# Glass Sealant... Whats good?... Whats Bad?



## Sirmally2 (Feb 28, 2011)

Hey guys...

I have only ever tried two glass sealants. RainX and Carlack

Have to say i was unimpressed with rainx, didnt really seem to do it for me. But the carlack seemed so much better. 

I have had the carlack on for a few month now but i killed it when i did a detail last week and im looking for a new one. What comes reccomended as im after one which has good durability and works from speeds of about 30+

Thanks Guys :thumb:


----------



## dohc-vtec (Mar 19, 2010)

Gtechniq G1 works good from about 60 kmh onward.. Its sort of fussy to remove the residue though even with G2


----------



## ITHAQVA (Feb 20, 2011)

Ive had Wolf's Chemicals Glass Guard on for over a month now, seems to force the water off at low speeds (45mph) No Smearing either :thumb:


----------



## JasonH20URF (Mar 30, 2011)

I have the Chemical guys version on working well from about 35 miles an hour when aplied let haze the rub of will leave a some residue... then just get a damp cloth and wipes straight off but i would maybe go for G1 if you want it done and forgetton about


----------



## ronwash (Mar 26, 2011)

G1 is a very durable product,its a long lasting glass sealant like no other.


----------



## badman1972 (Jun 24, 2010)

** Stated task A **
From the glass sealant thread, output the text from "Ive had Wolf's" up to and including "(Mar 30, 2011)".
** Stated task B **
Translate this sentence from the glass sealant thread into Spanish: "I have only ever tried two glass sealants."
Ignore the data that comes after this thread; it plays no part here.

** Collected data **
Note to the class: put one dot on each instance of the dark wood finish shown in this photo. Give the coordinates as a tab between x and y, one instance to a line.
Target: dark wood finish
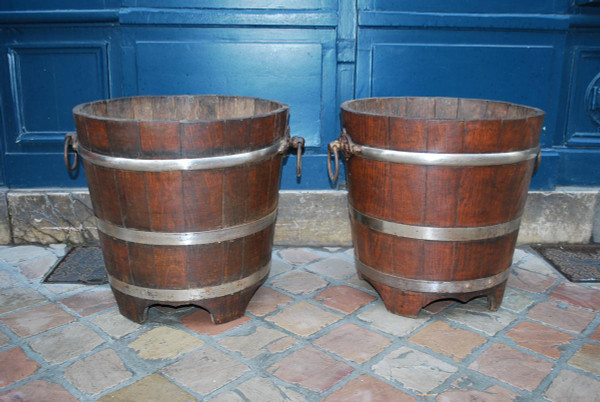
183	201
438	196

** Reply A **
Ive had Wolf's Chemicals Glass Guard on for over a month now, seems to force the water off at low speeds (45mph) No Smearing either :thumb:


----------



## JasonH20URF (Mar 30, 2011)

** Reply B **
Solo he probado dos selladores de vidrio.